• _DATA ROWS_
######

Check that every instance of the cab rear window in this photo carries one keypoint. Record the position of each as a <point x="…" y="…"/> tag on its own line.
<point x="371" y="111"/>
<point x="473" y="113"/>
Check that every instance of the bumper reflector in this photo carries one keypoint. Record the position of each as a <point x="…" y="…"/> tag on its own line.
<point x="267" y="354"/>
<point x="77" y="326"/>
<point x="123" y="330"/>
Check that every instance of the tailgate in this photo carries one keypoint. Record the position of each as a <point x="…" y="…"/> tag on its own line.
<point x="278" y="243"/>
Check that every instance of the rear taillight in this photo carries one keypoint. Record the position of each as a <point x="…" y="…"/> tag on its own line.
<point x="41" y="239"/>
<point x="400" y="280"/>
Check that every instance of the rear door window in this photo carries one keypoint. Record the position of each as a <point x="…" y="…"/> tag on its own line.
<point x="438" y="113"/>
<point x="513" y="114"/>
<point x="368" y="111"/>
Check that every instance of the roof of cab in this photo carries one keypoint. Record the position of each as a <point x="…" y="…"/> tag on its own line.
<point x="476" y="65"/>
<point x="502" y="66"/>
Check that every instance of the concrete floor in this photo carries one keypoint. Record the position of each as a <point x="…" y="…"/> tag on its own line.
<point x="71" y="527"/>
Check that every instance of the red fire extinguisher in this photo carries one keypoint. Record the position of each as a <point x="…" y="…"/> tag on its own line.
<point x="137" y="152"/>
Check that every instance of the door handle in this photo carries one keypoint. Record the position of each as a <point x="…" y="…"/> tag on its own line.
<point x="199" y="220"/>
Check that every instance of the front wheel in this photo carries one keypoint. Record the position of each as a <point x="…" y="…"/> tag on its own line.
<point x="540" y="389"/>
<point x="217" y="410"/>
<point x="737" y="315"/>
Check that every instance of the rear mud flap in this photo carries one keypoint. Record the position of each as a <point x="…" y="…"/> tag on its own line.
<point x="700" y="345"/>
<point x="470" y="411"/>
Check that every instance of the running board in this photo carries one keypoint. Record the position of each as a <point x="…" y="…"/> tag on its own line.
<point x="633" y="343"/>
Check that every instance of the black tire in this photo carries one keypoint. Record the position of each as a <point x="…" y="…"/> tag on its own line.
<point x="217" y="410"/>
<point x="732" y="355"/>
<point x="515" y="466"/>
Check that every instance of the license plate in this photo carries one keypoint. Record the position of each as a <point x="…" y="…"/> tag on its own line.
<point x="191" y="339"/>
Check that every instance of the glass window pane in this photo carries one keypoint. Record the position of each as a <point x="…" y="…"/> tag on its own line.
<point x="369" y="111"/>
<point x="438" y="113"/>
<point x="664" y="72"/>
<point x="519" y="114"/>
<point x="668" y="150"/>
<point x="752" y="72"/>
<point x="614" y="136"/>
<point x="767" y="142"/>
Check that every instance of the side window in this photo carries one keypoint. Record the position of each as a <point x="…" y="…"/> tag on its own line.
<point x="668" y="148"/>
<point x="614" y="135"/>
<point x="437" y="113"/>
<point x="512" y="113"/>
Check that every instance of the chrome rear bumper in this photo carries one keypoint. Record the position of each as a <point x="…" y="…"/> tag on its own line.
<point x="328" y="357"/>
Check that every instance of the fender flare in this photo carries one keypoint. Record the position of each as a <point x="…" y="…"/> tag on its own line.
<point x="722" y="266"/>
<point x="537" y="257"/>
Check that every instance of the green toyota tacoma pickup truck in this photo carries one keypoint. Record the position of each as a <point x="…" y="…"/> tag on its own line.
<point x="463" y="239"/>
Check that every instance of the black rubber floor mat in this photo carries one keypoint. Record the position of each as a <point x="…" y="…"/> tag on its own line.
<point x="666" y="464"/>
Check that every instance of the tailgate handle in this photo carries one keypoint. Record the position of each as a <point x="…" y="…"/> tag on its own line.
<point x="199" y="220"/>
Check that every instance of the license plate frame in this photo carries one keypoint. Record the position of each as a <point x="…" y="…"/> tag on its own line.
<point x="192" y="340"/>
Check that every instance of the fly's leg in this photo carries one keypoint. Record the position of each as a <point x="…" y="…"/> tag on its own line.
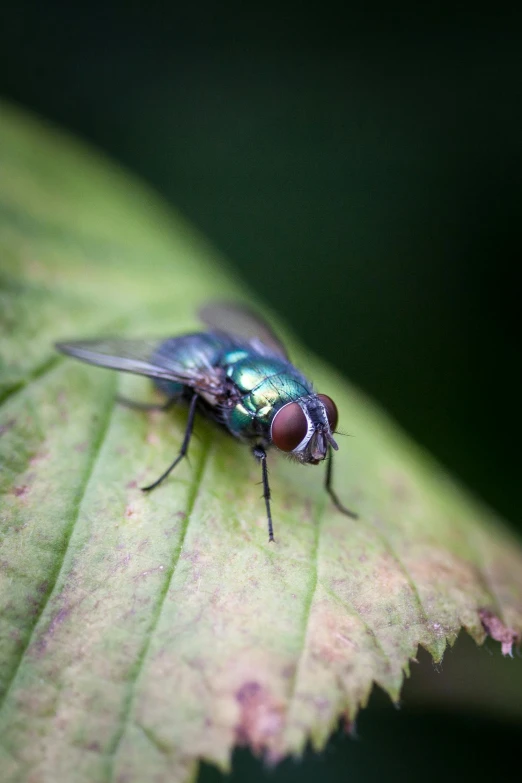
<point x="146" y="406"/>
<point x="260" y="454"/>
<point x="184" y="445"/>
<point x="330" y="490"/>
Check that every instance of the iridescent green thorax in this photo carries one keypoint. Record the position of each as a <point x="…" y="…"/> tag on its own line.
<point x="260" y="384"/>
<point x="266" y="384"/>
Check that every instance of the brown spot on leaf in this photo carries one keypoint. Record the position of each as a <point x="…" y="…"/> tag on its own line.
<point x="498" y="631"/>
<point x="260" y="717"/>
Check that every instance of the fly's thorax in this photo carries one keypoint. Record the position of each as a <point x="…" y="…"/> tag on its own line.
<point x="265" y="385"/>
<point x="303" y="428"/>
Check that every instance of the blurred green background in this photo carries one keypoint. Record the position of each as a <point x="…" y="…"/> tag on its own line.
<point x="361" y="170"/>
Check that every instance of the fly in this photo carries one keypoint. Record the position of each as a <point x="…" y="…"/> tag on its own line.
<point x="238" y="374"/>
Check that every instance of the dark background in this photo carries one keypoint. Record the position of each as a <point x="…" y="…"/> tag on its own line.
<point x="361" y="170"/>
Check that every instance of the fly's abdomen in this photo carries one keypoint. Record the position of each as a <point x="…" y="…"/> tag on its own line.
<point x="266" y="385"/>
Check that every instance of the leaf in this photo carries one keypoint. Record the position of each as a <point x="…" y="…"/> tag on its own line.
<point x="141" y="633"/>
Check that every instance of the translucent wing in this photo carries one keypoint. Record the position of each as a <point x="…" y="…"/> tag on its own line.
<point x="142" y="357"/>
<point x="238" y="321"/>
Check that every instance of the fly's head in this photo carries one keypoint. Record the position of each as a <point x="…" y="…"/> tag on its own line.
<point x="303" y="428"/>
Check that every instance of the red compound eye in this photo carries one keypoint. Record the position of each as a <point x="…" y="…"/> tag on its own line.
<point x="289" y="427"/>
<point x="331" y="411"/>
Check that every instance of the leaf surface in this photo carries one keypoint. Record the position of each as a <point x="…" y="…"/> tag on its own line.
<point x="141" y="633"/>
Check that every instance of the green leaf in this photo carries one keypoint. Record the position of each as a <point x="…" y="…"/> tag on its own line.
<point x="141" y="633"/>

######

• _GIVEN PROBLEM_
Give the data above as a two-column CSV with the columns "text" and "answer". Each row should pair one text with its answer, and each value should sit in a single quoted field with line breaks changed to spaces. Include everything in the data but leave out the pictures.

• _ANSWER TO THE EXERCISE_
text,answer
"Check that every instance of the cab rear window in this photo carries one keypoint. Record the position of each as a <point x=""…"" y=""…""/> tag on its own line.","<point x=""371"" y=""111""/> <point x=""473"" y=""113""/>"
"Check that every instance of the bumper reflector in this photo carries one keypoint. Record the position of each as a <point x=""…"" y=""…""/> tag on its own line.","<point x=""267"" y=""354""/> <point x=""77"" y=""326""/> <point x=""123"" y=""330""/>"
"Check that every instance of the tailgate in this photo carries one keypoint. Record the position of each as a <point x=""…"" y=""…""/> tag on its own line.","<point x=""278"" y=""243""/>"
"Check that every instance of the rear taillight in this photo carries one keypoint. Record the position of each as a <point x=""…"" y=""…""/> tag on its own line.","<point x=""41"" y=""239""/> <point x=""400"" y=""280""/>"
"Check that every instance of the rear door window in this photo carries one keypoint. Record the position of each as a <point x=""…"" y=""…""/> tag on its own line.","<point x=""438"" y=""113""/> <point x=""513"" y=""114""/> <point x=""368"" y=""111""/>"
"Check that every instance of the roof of cab in this photo carries one keypoint. Record the position of each as a <point x=""…"" y=""…""/> tag on its own line.","<point x=""476"" y=""65""/> <point x=""502"" y=""66""/>"
"Check that every instance of the concrete floor in this photo carries one keypoint. Record the position of each as a <point x=""…"" y=""…""/> tag on its own line.","<point x=""71"" y=""527""/>"
"Check that every instance of the red fire extinguisher in this photo carries one keypoint. Record the position of each as a <point x=""…"" y=""…""/> tag on its own line.","<point x=""137"" y=""152""/>"
"Check that every instance of the door handle in this photo carries one keypoint. Record the position of each as a <point x=""…"" y=""…""/> tag on its own line.","<point x=""199"" y=""220""/>"
"Check that every instance of the front wheel in this photo carries one keypoint. Record the position of each as a <point x=""…"" y=""…""/> tag on its own line.","<point x=""540"" y=""389""/> <point x=""217"" y=""410""/> <point x=""737"" y=""315""/>"
"Check that every instance of the rear mud flap in this photo carries one keypoint. Record the position of each as a <point x=""…"" y=""…""/> tag on its own line.","<point x=""700"" y=""345""/> <point x=""470"" y=""411""/>"
"Check that every instance of the running board in this photo carries one keypoint. Record the position of each as a <point x=""…"" y=""…""/> tag on its own line.","<point x=""633"" y=""343""/>"
"Check that every instance of the black tire in this photo carries one keypoint. Record the position of each as a <point x=""…"" y=""…""/> tag on its own line.","<point x=""217"" y=""410""/> <point x=""732"" y=""355""/> <point x=""515"" y=""466""/>"
"Check that every instance of the license plate in this photo carries one keypoint. Record the position of each as a <point x=""…"" y=""…""/> tag on its own line.","<point x=""191"" y=""339""/>"
"Check that every instance of the glass window pane in this photo carries one keypoint. Record the position of each as a <point x=""…"" y=""…""/> tag on its own line.","<point x=""369"" y=""111""/> <point x=""438"" y=""113""/> <point x=""664"" y=""72""/> <point x=""519"" y=""114""/> <point x=""668"" y=""150""/> <point x=""752"" y=""72""/> <point x=""614"" y=""136""/> <point x=""767"" y=""142""/>"
"Check that every instance of the side window in this photo carries one keypoint. Record the position of each as a <point x=""…"" y=""…""/> tag on its own line.","<point x=""668"" y=""148""/> <point x=""614"" y=""135""/> <point x=""437"" y=""113""/> <point x=""512"" y=""113""/>"
"Check that every instance of the chrome rear bumper in this photo carries one keypoint. Record the position of each as a <point x=""…"" y=""…""/> tag on its own line.","<point x=""328"" y=""357""/>"
"Check that every instance of the fender flare in this photo carries one keypoint. Record the position of each as a <point x=""…"" y=""…""/> tag on its own line.","<point x=""722"" y=""266""/> <point x=""537"" y=""257""/>"
"Check that every instance of the green toyota tacoma pickup truck in this photo carries one keypoint. Record the position of each as a <point x=""…"" y=""…""/> tag on its own line.","<point x=""463"" y=""239""/>"
"Check that every instance of the black rubber floor mat in this photo carries one keypoint. Record the position of each as a <point x=""…"" y=""…""/> tag on its own line.","<point x=""666"" y=""464""/>"
"Check that every instance of the tailgate handle in this photo carries one keypoint. Record the position of each as a <point x=""…"" y=""…""/> tag on its own line.","<point x=""199"" y=""220""/>"
"Check that every instance of the license plate frame in this photo carries one keypoint. Record the position of each as a <point x=""…"" y=""…""/> tag on its own line.","<point x=""192"" y=""340""/>"
"Check that every instance of the fly's leg in this photo carries one keypoint. Record the position of each as a <point x=""…"" y=""…""/> tag on its own line.","<point x=""146"" y=""406""/> <point x=""260"" y=""454""/> <point x=""184"" y=""445""/> <point x=""330"" y=""490""/>"
"Check that every instance of the iridescent green thorax in this photo carries one keypoint. Record the position of each as a <point x=""…"" y=""…""/> tag on its own line.","<point x=""260"" y=""384""/> <point x=""266"" y=""384""/>"
"Check that every instance of the brown spot on leaf in this photo carries one keypoint. Record the position of each as a <point x=""…"" y=""…""/> tag on its own line.","<point x=""498"" y=""631""/> <point x=""260"" y=""717""/>"
"Check that every instance of the fly's thorax in this photo carries one keypoint. Record the position of each as a <point x=""…"" y=""…""/> tag on its own line.","<point x=""265"" y=""385""/> <point x=""303"" y=""428""/>"
"Check that every instance of the blurred green background in this photo carries one keypoint. Record the position of each as a <point x=""…"" y=""…""/> tag on its own line.","<point x=""361"" y=""170""/>"
"Check that every instance of the fly in this photo carries one keypoint. Record the position of each as a <point x=""…"" y=""…""/> tag on its own line.","<point x=""238"" y=""374""/>"
"Check that every instance of the dark background in this photo carries one keypoint. Record the position of each as a <point x=""…"" y=""…""/> tag on its own line.","<point x=""361"" y=""170""/>"
"Check that every instance of the fly's abdomen in this photo carries one keypoint. Record the position of each as a <point x=""…"" y=""…""/> tag on its own line.","<point x=""266"" y=""385""/>"
"Check that every instance of the leaf in this photo carries one keypoint. Record the position of each as a <point x=""…"" y=""…""/> tag on its own line.","<point x=""141"" y=""633""/>"
"Check that every instance of the translucent wing in this photo carries one keypoint. Record the position of each as a <point x=""…"" y=""…""/> tag on its own line.","<point x=""142"" y=""357""/> <point x=""238"" y=""321""/>"
"Check that every instance of the fly's head in this photo carries one keypoint. Record the position of each as a <point x=""…"" y=""…""/> tag on its own line.","<point x=""303"" y=""428""/>"
"Check that every instance of the red compound eye in this photo carries one keypoint. Record the position of each as a <point x=""…"" y=""…""/> tag on its own line.","<point x=""289"" y=""427""/> <point x=""331"" y=""411""/>"
"Check that every instance of the leaf surface in this photo carries one keypoint. Record the position of each as a <point x=""…"" y=""…""/> tag on its own line.","<point x=""141"" y=""633""/>"
"Check that every instance of the green leaf in this photo carries one keypoint. Record the position of each as a <point x=""…"" y=""…""/> tag on its own line.","<point x=""141"" y=""633""/>"